Dear Developers, (long-ish email... for the punchline, just read the
last para, else read the entire thing),
First, thanks to Adam M. I am on my way now happily adding and
subtracting entries to groups. Indeed, the pasteboard server, whatever
that is, had died, and rebooting brought everything back to normal.
Now, a list of suggestions (mind it, this is NOT a list of complaints).
We have had long, continuing discussions on what BD really is -- in
the minds of many, dare I say all, it is the winningest bib manager.
For those who work with TeX, it is also makes for a robust citation
system. But, at least for me, who prefers to stay away from TeX,
making the final product, a document with citations and
bibliographies, is still quite difficult.

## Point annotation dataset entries
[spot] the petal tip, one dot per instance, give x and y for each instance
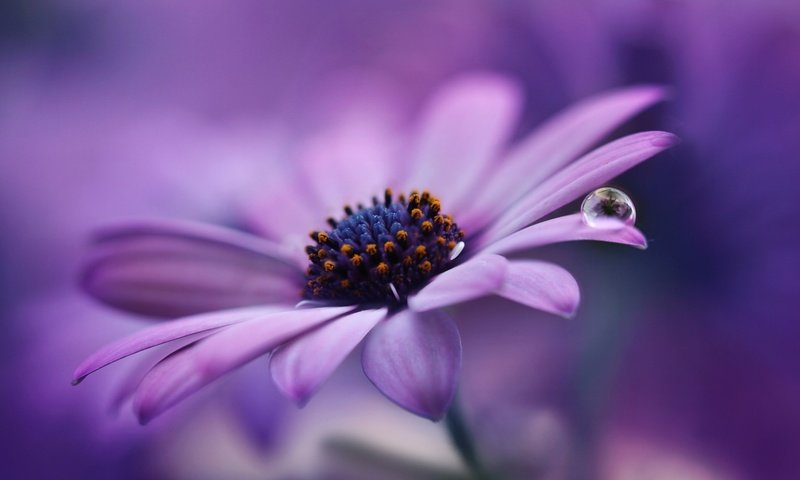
(664, 139)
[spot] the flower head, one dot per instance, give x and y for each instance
(385, 269)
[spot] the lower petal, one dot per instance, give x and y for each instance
(166, 332)
(414, 359)
(477, 277)
(300, 367)
(187, 370)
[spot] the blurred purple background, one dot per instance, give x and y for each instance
(682, 362)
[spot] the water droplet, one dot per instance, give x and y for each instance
(608, 208)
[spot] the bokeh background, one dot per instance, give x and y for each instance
(681, 364)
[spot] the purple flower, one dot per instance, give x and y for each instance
(385, 271)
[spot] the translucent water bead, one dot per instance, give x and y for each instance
(608, 208)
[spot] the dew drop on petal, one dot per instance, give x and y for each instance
(608, 208)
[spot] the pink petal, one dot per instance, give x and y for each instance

## TASK INSTRUCTIONS
**A)** In the email to the developers above, what had stopped working, and what fixed it?
**B)** Resume the email to the developers, picking up after its last sentence.

## SET OF ANSWERS
**A)** The pasteboard server had died, and rebooting brought everything back to normal.

**B)**
First thing, perhaps the most important thing, I would suggest is to
make BD as strict as a "strongly typed language." For now, I can stuff
anything in BD, and it happily takes it. The problem comes when I try
to interface BD with any other program. Some of you might recall that
I was having the darndest time trying to import my bib into CiteULike
or Connotea. There were many opaque errors (or no error messages at
all), but the closest descriptive error I would get was that some of
my entries were too long. Well, the culprits were the Annote and
Abstract fields that I had merrily filled with my notes. In one case,
I had stuffed the text of the entire paper in the Annote field... it
was convenient for me to look up the plain text, and BD didn't
complain when I stuffed the text in. Well, apparently it violated
BibTeX's rules.
Moving on, I gave up on CiteULike and Connotea, for the time being,
and went back to BD. Until yesterday -- I tried using LyX, as much as
I disliked using such an "anvil and hammer" looking system on my Mac.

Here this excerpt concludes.